[EXERCISE PROMPT]
For each record that follows, write out an identical copy.

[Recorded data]
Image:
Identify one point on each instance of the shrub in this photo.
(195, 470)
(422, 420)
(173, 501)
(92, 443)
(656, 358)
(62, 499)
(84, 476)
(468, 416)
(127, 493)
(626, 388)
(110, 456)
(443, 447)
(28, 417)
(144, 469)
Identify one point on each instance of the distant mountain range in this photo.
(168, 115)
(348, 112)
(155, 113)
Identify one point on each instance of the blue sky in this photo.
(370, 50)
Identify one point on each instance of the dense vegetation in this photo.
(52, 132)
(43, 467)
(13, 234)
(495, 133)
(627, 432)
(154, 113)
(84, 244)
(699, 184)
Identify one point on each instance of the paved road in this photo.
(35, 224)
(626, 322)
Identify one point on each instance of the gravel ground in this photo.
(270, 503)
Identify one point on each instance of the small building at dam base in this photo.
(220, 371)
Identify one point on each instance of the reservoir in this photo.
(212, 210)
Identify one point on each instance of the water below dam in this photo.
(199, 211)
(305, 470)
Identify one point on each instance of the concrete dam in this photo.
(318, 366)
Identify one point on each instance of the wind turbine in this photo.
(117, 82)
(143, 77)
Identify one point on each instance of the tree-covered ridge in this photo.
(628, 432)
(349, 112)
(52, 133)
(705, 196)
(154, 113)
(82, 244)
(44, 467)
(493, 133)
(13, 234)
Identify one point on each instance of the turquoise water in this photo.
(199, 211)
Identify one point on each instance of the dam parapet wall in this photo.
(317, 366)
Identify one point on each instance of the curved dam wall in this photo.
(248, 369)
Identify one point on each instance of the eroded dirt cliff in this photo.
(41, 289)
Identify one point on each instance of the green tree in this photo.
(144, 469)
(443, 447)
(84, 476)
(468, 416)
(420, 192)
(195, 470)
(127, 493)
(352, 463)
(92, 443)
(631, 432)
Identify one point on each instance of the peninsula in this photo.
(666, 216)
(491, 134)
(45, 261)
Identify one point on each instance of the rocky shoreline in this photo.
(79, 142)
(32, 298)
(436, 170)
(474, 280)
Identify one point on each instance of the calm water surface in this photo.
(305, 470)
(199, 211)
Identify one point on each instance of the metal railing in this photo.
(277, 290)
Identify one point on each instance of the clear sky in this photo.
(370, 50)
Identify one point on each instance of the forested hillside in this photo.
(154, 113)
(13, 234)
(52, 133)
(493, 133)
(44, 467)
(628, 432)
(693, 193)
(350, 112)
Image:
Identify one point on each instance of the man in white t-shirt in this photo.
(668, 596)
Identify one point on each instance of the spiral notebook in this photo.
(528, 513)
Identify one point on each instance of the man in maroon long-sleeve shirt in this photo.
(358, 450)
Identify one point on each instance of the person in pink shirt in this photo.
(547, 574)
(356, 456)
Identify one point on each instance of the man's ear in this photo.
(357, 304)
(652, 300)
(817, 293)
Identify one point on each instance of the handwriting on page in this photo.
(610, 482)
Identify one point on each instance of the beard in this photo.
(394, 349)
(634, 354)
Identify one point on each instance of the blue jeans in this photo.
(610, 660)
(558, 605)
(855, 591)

[RESULT OF THIS EXERCISE]
Image:
Identify one point on each instance of the shrub in this photo.
(195, 470)
(422, 420)
(173, 501)
(92, 443)
(656, 358)
(62, 499)
(84, 476)
(468, 416)
(127, 493)
(626, 388)
(110, 456)
(443, 447)
(28, 417)
(144, 469)
Identify one point on each instance of the distant mountain range in this photo.
(168, 115)
(348, 112)
(155, 113)
Identify one point on each instance of the blue sky in this photo.
(370, 50)
Identify one point on each instance of the dense vegetation in this photo.
(52, 132)
(43, 467)
(13, 234)
(495, 133)
(627, 432)
(154, 113)
(84, 244)
(699, 184)
Identify one point on each instance of the paved road in this photo.
(35, 224)
(626, 322)
Identify one point on each instance of the gravel ground in this photo.
(270, 503)
Identify one point on each instance of the small building at dam base in this photo.
(220, 371)
Identify one point on each instance of the reservoir in this photo.
(212, 210)
Identify one point on each instance of the water below dam in this photo.
(199, 211)
(305, 470)
Identify one point on each instance of the concrete dam in this photo.
(318, 366)
Identify one point on each instance of the wind turbine in this photo.
(117, 82)
(143, 77)
Identify one point on each instance of the tree-covered ridge in this photo.
(628, 432)
(349, 112)
(52, 133)
(705, 196)
(154, 113)
(82, 244)
(44, 467)
(493, 133)
(13, 234)
Identify one point on each instance of the turquoise water in this photo.
(199, 211)
Identify one point on each instance of the dam parapet wall in this photo.
(317, 366)
Identify one point on each instance of the curved dam wall in this photo.
(248, 369)
Identify one point on each instance of the eroded dirt cliff in this photo.
(41, 289)
Identify one point on each instance of the green tree in this photo.
(144, 469)
(443, 447)
(84, 476)
(468, 416)
(420, 192)
(195, 470)
(127, 493)
(352, 463)
(92, 443)
(631, 432)
Identify one point on each instance of the peninsula in this photo.
(666, 216)
(491, 134)
(45, 261)
Identify one point on each instance of the rocky shoreline in this photo.
(79, 142)
(32, 298)
(436, 170)
(474, 280)
Identify one point on each instance of the calm water surface in this photo.
(305, 470)
(199, 211)
Identify one point on each instance of the metal railing in this photo.
(277, 290)
Identify one point on each instance of the clear sky in this photo.
(370, 50)
Identify one point on each instance of the forested hillside in this photo.
(154, 113)
(13, 234)
(52, 133)
(493, 133)
(44, 467)
(628, 432)
(693, 193)
(350, 112)
Image:
Identify one point on each instance of the man in white t-shirt in this photo.
(668, 596)
Identify one point on each instance of the spiral notebook in this photo.
(528, 513)
Identify one point on each instance of the man in maroon long-sleeve shirt in this photo.
(358, 450)
Identify one point on each instance of the person in pink shirt in this photo.
(547, 574)
(356, 456)
Identify one point on each instance of the man's ear in this photo.
(357, 304)
(652, 300)
(817, 293)
Identify one point on each instance of the handwriting on page in this photo.
(610, 482)
Identify one point on each instance of the beard in this photo.
(394, 349)
(634, 354)
Identify one point on each instance of the blue jeans in this photo.
(610, 660)
(558, 605)
(855, 591)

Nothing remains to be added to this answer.